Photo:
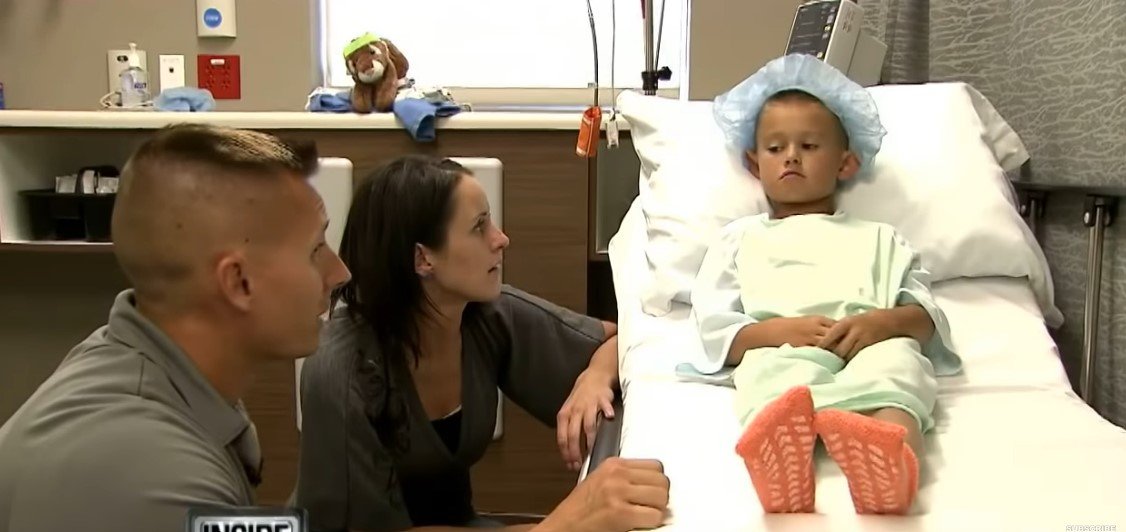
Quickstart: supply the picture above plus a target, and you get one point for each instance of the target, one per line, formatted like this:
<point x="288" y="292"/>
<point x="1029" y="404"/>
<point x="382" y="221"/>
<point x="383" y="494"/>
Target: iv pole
<point x="652" y="73"/>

* Goal
Put the lines of the records into a JSON list of strings, with one string per line and blank lines left out. Leave the pictures out of the list.

* Expected answer
[
  "Photo:",
  "Quickstart: supply the picture above plus a target, and you get one point for each instance of the target, one per line, formatted like this:",
  "<point x=\"288\" y=\"292\"/>",
  "<point x=\"1029\" y=\"404\"/>",
  "<point x=\"382\" y=\"221\"/>",
  "<point x=\"383\" y=\"494\"/>",
  "Target: iv pole",
  "<point x=\"652\" y=\"73\"/>"
]